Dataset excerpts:
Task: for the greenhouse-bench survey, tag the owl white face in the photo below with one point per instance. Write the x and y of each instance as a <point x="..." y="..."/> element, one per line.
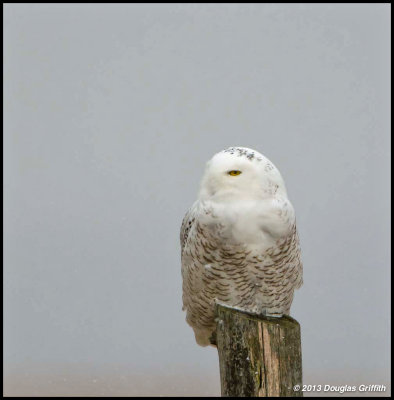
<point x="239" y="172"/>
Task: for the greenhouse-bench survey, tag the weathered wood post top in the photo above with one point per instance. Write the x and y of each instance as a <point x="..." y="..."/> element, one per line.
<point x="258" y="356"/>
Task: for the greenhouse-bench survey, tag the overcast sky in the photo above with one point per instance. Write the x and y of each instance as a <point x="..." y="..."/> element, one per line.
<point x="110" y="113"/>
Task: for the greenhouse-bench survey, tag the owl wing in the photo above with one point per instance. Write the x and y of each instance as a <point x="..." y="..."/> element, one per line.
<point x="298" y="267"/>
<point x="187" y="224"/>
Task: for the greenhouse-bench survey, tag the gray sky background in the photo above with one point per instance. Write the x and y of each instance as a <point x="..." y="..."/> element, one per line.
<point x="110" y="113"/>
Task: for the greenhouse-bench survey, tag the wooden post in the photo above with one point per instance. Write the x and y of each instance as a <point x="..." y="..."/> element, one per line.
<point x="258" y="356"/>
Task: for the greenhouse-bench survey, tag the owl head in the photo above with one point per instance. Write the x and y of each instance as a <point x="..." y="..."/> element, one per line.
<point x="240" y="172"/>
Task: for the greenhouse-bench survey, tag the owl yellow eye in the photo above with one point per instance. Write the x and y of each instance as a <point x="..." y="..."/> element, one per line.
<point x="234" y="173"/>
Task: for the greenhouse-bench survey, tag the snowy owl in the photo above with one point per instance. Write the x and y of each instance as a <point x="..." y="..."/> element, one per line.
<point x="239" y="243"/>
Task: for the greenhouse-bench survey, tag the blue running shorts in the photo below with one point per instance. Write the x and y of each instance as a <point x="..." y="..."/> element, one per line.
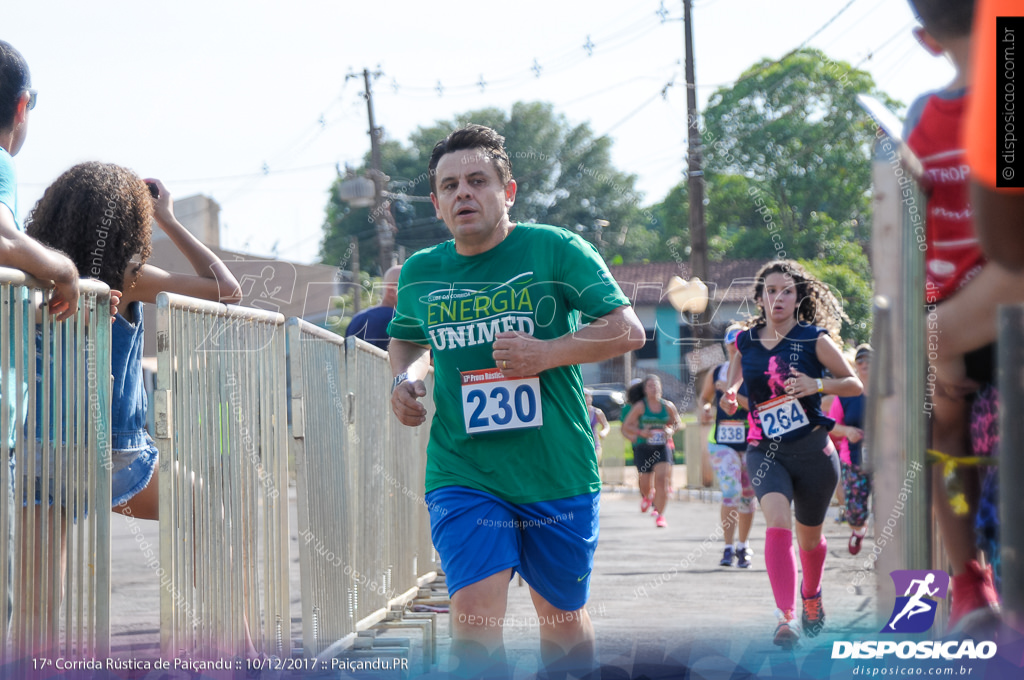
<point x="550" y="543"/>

**Task description**
Please set down exactly the lines from the one holding "Task: for the greenhouse-bench survey, tag the owl head" through the last line of the entries, both ends included, and skip pictures.

**Exercise solution**
Task: for the greenhouse-bench survey, tag the owl head in the photo above with one point per instance. Write the x and y of each instance as a <point x="..." y="..."/> element, one per line.
<point x="240" y="172"/>
Task: for the greenhouse-bench survey, tag the owl yellow eye in the photo above with one point per instance. Write the x and y of each instance as a <point x="..." y="..."/> element, one per line.
<point x="234" y="173"/>
Task: for the greenhouse-bench survey, tag the snowy owl in the photo above with one point per instance. Write the x and y of each instance as a <point x="..." y="..."/> element, one per line.
<point x="239" y="243"/>
Task: for the greenhouse-bench survey, tag the blue running shorts in the photo below with one point per instance. Write the x and y of each instance as a <point x="..." y="..."/> element, one per line.
<point x="550" y="543"/>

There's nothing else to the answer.